__GIVEN REQUEST__.
Update the listing below by replacing "dancer" with "performer" throughout and leaving every other word unchanged. Omit the pictures from your answer.

── DATA LISTING

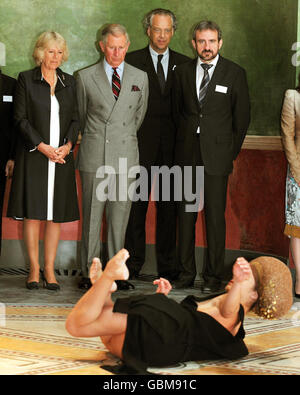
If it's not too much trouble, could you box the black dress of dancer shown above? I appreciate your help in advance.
[102,294,248,374]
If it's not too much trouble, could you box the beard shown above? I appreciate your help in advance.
[198,51,218,62]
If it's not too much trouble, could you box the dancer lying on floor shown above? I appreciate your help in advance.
[66,249,293,374]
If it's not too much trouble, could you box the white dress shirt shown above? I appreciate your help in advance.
[103,58,124,86]
[196,54,219,134]
[149,45,170,81]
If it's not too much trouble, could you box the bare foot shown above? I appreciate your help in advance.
[90,258,117,292]
[104,248,129,280]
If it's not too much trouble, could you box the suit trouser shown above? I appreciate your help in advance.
[177,142,228,282]
[0,175,6,254]
[80,171,131,277]
[125,150,176,277]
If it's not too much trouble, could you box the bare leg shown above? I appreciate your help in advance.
[66,249,129,337]
[23,218,41,282]
[290,237,300,294]
[44,221,60,283]
[90,258,117,292]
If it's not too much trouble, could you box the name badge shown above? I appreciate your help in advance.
[216,85,228,93]
[3,95,13,103]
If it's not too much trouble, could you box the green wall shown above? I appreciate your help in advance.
[0,0,298,135]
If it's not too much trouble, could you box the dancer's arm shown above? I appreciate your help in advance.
[153,277,172,295]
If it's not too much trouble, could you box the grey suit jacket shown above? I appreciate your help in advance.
[77,61,149,173]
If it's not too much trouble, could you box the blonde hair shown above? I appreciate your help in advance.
[32,32,69,66]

────

__OUTPUT FOR THIS TASK__.
If it's not too much trouble, could you box the black dress of performer shown above? I appreciate your help in advance.
[102,294,248,374]
If it's not too much trouble, could you box the beard shown above? I appreciate your help in advance.
[198,51,218,62]
If it's not too much trouble, could you box the performer lying on floor shown above? I appreciate your help in advance.
[66,249,293,374]
If it's not too much trouble, could you box the white dress shirt shown above? I appreciate your help in advance.
[103,58,124,86]
[196,54,219,134]
[149,45,170,81]
If it's not too much trouble, could you box the bare foot shown above? I appreciate your help in advance.
[90,258,117,292]
[104,248,129,280]
If it's not too much trouble, could you box the suit trouser shown above? I appreciate your help in advance.
[177,142,228,282]
[0,175,6,254]
[80,171,131,277]
[125,150,176,277]
If it's not too much trouble, could you box the bare leg shown above? I appreciate your help in advance.
[66,249,129,337]
[23,218,41,282]
[290,237,300,294]
[44,221,60,283]
[90,258,117,292]
If it's not too much trouble, could you box the name badge shown above? I appreciate your help in advance.
[216,85,228,93]
[3,95,13,103]
If it's not too much trouble, could you box the green wall shown above? I appreciate your help in advance.
[0,0,298,135]
If it's not too much trouble, could you box the performer's arm shown above? I appreciate your help in advance.
[153,277,172,295]
If it's not too much trouble, could you box the grey suit jacket shown above? I appreciate your help in advance.
[77,61,149,173]
If it's not too much trouble, could you box the blonde hair shown above? I appreciate your help in advance.
[32,32,69,66]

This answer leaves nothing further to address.